Enunciado →
Dê seguimento ao texto sobre a suspeita da PF de que o delegado Protógenes espionou o advogado Machado, partindo da última frase apresentada.

Texto de origem →
A PF avalia que esse procedimento viola a Constituição, o Estatuto da Ordem dos Advogados do Brasil (OAB) e a jurisprudência dos tribunais superiores, que protegem as prerrogativas da defesa. Tais normas vetam terminantemente investigação ou mesmo vigilância sobre advogados de réus ou suspeitos.
A PF está convencida de que Protógenes espionou ilegalmente Machado durante largo período, antes mesmo da deflagração da operação, em julho.
É forte a suspeita, também, de que a espreita incluiu interceptação telefônica – ligação do advogado para o gabinete de uma desembargadora do Tribunal Regional Federal da 3.ª Região (TRF 3) foi captada.
Relatório
Os pen drives – um de 2 gigabytes, cor verde, outro de 8, cor preta – foram apreendidos na madrugada de 5 de novembro, por ordem judicial, no apartamento 2.508 do Hotel Shelton Inn, no centro de São Paulo, ocupado pelo delegado.

Dados fornecidos →

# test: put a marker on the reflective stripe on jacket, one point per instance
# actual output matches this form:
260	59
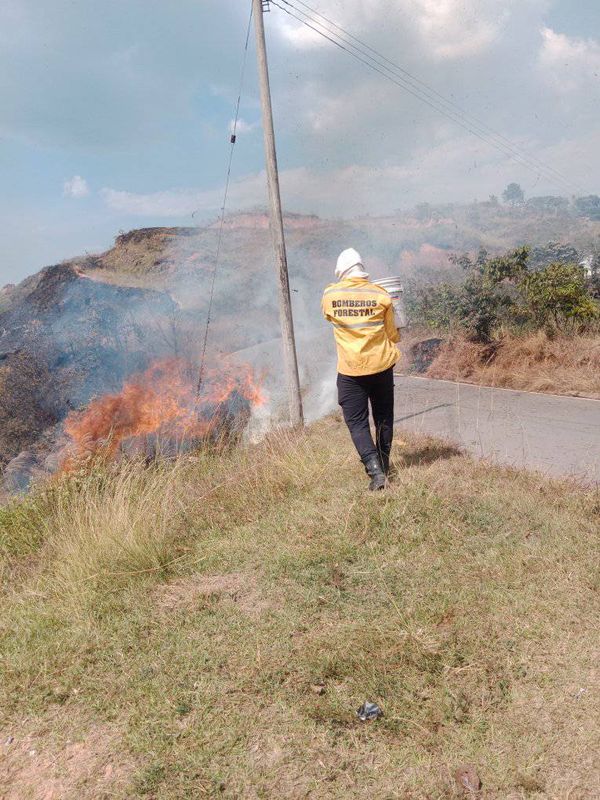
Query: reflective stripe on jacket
362	316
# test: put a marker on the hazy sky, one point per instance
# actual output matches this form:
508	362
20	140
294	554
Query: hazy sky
116	114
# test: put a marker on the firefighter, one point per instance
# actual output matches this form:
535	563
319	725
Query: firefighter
365	334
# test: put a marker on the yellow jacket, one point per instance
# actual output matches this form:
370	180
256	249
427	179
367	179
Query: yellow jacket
363	324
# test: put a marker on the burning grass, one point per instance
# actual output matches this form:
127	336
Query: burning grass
190	609
163	408
560	365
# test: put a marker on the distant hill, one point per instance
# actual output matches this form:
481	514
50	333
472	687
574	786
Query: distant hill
78	329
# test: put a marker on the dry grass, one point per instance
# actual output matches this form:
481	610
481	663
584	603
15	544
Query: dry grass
563	365
174	622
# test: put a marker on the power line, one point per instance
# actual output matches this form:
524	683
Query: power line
432	91
232	141
457	117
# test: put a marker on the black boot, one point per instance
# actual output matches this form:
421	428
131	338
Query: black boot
376	473
385	462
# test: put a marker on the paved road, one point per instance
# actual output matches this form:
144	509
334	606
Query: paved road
557	435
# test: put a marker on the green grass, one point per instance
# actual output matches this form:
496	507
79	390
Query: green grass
164	629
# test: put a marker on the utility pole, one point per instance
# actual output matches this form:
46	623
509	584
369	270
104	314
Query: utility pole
290	357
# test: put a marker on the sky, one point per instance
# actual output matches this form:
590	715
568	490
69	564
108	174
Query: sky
117	115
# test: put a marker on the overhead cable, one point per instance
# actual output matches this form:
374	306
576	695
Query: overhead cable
232	142
453	113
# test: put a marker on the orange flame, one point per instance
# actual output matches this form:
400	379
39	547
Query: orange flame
163	402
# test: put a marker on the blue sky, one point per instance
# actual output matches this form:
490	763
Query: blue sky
115	115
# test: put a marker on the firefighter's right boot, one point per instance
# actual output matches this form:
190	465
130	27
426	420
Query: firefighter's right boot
376	473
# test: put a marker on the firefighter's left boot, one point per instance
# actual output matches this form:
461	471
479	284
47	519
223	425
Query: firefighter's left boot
376	473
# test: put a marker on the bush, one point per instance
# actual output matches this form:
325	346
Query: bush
502	292
558	294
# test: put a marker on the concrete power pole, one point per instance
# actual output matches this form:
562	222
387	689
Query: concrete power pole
285	306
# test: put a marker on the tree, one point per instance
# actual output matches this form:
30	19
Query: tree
513	194
551	253
558	294
549	204
588	206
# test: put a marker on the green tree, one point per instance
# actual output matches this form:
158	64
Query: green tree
588	206
513	195
558	294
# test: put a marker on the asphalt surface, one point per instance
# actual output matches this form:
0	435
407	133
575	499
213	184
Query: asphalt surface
556	435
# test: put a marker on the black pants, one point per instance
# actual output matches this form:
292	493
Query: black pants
354	396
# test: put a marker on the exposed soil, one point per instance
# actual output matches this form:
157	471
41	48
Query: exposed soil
38	764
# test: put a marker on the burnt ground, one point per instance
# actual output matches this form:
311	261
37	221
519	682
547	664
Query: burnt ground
63	340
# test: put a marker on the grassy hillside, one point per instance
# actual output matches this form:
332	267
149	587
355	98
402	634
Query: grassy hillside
534	362
208	628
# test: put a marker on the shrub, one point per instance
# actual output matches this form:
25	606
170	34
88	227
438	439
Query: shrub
558	294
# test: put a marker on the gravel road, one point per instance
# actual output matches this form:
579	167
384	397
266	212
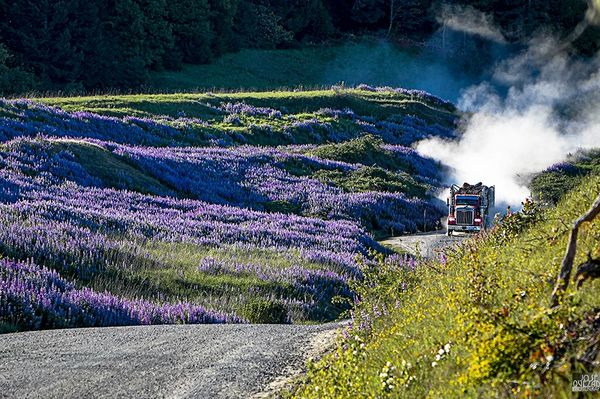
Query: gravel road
425	244
182	361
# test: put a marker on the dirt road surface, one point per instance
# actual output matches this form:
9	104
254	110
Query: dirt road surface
181	361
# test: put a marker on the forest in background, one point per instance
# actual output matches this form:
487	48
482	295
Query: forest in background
79	46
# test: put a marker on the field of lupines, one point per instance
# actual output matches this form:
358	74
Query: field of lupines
205	208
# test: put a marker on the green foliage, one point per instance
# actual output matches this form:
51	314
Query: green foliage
550	186
113	170
91	45
265	312
365	150
6	328
12	79
370	178
478	322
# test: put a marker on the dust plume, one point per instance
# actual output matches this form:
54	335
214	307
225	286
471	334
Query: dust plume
548	106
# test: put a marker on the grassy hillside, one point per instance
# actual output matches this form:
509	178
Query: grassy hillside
209	207
475	323
376	61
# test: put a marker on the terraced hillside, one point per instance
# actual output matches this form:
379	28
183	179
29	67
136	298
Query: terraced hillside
203	208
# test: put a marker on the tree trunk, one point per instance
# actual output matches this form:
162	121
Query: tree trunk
392	16
562	282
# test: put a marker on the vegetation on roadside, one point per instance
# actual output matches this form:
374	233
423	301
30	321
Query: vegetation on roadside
552	184
477	322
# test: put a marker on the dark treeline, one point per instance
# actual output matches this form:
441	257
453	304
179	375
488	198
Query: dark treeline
81	45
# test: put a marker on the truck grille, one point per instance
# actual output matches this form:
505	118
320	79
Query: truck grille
464	217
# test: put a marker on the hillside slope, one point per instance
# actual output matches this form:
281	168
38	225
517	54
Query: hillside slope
477	322
208	207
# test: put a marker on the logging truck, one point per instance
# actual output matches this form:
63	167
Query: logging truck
469	207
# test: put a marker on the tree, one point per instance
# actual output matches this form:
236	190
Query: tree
13	79
190	22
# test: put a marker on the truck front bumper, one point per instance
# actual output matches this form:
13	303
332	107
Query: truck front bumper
468	229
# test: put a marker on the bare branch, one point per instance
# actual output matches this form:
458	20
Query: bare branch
567	264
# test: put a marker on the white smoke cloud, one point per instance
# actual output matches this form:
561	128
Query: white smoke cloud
551	108
469	20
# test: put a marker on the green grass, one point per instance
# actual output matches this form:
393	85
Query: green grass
370	60
171	269
378	105
366	61
550	187
488	305
113	170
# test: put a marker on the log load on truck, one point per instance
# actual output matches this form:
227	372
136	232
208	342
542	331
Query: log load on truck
469	207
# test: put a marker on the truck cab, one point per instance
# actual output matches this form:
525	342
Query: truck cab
468	208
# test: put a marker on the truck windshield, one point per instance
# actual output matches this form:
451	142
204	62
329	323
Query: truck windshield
467	200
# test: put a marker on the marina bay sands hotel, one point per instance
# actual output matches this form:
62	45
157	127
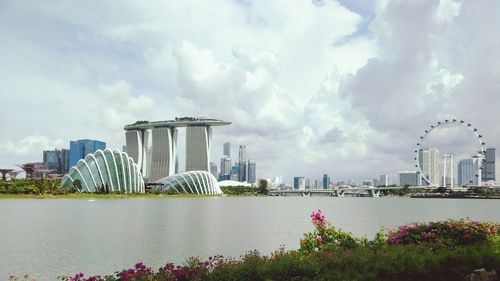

Espaço para resposta →
Relatório de análise de mídias produzido pela PF revela o conteúdo de quase todos os registros particulares de Protógenes e os movimentos do mentor da Satiagraha – caso que abriu grave crise interna no Judiciário, envolvendo a magistratura de primeiro grau e o presidente do Supremo Tribunal Federal (STF), Gilmar Mendes.
O documento tem 28 páginas e expõe passo a passo a ação de Protógenes, que tudo armazenou em seu próprio pen drive.
É o segundo relatório parcial da PF que coloca Protógenes como alvo central de inquérito sobre o vazamento de informações da Satiagraha. O primeiro parecer apontou que, em discos rígidos dos computadores da Agência Brasileira de Inteligência (Abin), base de operações do Rio, foi identificado “farto material pornográfico”.
O inquérito deverá ser concluído em março. Protógenes deverá ser indiciado por quebra de sigilo funcional.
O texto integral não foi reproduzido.